Write out all of the material below, reproducing every line character for character.

Saved data entries
"""

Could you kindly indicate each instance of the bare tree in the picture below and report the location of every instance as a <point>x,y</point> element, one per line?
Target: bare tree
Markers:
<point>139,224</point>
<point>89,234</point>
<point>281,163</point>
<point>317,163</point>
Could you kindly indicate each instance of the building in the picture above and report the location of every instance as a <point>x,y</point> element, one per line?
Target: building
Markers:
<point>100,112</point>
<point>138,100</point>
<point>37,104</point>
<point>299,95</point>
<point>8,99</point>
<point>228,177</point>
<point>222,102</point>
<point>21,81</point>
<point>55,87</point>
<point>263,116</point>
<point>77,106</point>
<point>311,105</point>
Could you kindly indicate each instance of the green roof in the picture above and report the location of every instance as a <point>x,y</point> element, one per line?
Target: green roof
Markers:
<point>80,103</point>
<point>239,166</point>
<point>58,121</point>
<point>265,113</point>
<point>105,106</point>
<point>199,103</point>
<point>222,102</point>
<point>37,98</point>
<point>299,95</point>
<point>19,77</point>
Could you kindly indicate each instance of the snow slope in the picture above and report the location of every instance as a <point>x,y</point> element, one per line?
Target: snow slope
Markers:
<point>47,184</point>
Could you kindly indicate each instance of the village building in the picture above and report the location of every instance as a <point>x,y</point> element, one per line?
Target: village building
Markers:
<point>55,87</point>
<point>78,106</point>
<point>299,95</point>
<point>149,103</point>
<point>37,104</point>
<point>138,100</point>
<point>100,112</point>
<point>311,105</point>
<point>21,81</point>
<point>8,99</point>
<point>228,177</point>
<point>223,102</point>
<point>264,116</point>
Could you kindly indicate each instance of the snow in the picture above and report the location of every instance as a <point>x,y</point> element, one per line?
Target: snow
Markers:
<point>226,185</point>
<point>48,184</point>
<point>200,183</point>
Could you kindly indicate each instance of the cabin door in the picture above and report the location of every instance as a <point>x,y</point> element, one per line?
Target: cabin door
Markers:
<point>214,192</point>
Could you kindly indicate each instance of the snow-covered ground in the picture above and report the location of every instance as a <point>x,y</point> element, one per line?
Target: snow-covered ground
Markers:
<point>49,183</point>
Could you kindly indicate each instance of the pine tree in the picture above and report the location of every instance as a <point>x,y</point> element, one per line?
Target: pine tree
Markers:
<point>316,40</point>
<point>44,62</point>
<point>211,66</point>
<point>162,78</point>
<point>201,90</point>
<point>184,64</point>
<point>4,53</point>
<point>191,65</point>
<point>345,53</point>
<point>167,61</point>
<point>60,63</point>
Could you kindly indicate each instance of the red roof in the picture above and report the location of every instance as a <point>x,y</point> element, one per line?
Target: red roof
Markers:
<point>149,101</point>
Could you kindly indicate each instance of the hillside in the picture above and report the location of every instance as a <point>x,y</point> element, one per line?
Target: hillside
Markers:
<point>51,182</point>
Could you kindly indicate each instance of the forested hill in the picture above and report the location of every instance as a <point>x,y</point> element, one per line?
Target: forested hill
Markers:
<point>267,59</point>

"""

**FULL ANSWER:**
Could you kindly indicate each instance of the bare tree in the picture below and report the location of every instance as a <point>x,y</point> element, one per line?
Target: bare tree
Markers:
<point>139,224</point>
<point>89,234</point>
<point>281,163</point>
<point>317,163</point>
Could you kindly indicate each instance of the building in the picture above and report the location of every instance as a <point>x,y</point> element, one per line?
Target: building
Markers:
<point>100,112</point>
<point>138,100</point>
<point>37,104</point>
<point>299,95</point>
<point>8,99</point>
<point>228,177</point>
<point>222,102</point>
<point>21,81</point>
<point>55,87</point>
<point>263,116</point>
<point>77,106</point>
<point>311,105</point>
Could you kindly indicate each instance of the green roof in the picture above and report the location of every instance as a <point>x,y</point> element, one per line?
Target: green roof
Markers:
<point>80,103</point>
<point>239,166</point>
<point>58,121</point>
<point>265,113</point>
<point>105,106</point>
<point>199,103</point>
<point>222,102</point>
<point>37,98</point>
<point>299,95</point>
<point>19,77</point>
Could you kindly indicate each instance of the snow slope in the picture above and report the location of every instance as a <point>x,y</point> element, one per line?
Target: snow slope
Markers:
<point>47,184</point>
Could you kindly indicate each instance of the village building in the picture above and report the location of every instance as a <point>x,y</point> element, one per line?
Target: village building
Markers:
<point>55,87</point>
<point>78,106</point>
<point>299,95</point>
<point>149,103</point>
<point>37,104</point>
<point>138,100</point>
<point>100,112</point>
<point>311,105</point>
<point>21,81</point>
<point>8,99</point>
<point>228,177</point>
<point>223,102</point>
<point>264,116</point>
Could you kindly indicate each instance of the snow in the picture above and report the location of every instance as a <point>x,y</point> element, one per line?
Target: snow
Markers:
<point>226,185</point>
<point>48,184</point>
<point>200,183</point>
Could you kindly indicate each instance of the cabin door in the picture above and report the location of every instance as a <point>x,y</point> element, one per line?
Target: cabin door
Markers:
<point>214,192</point>
Could you kindly indicate each instance of the snow-covered ground in the picture above and report the location of every instance as a <point>x,y</point> element, one per line?
Target: snow-covered ground
Markers:
<point>49,183</point>
Could you kindly indicate each instance of the pine tree in the picture above and report the location of every instance as a <point>x,y</point> element, one per line?
Target: pine tree
Markers:
<point>316,40</point>
<point>44,62</point>
<point>211,66</point>
<point>162,78</point>
<point>201,90</point>
<point>184,64</point>
<point>4,53</point>
<point>191,65</point>
<point>345,53</point>
<point>167,61</point>
<point>60,63</point>
Could you kindly indicate each instance of the red roof in the picture above and report the location of every instance as a <point>x,y</point> element, one per line?
Target: red roof
Markers:
<point>149,101</point>
Could you kindly indicate each instance of the hillside in the picture above and report the location of every instance as a <point>x,y</point> element, one per line?
Target: hillside
Markers:
<point>51,182</point>
Could you kindly indicate each instance of the forested hill in the picture above and report the location of every instance as a <point>x,y</point> element, one per line?
Target: forested hill
Markers:
<point>267,59</point>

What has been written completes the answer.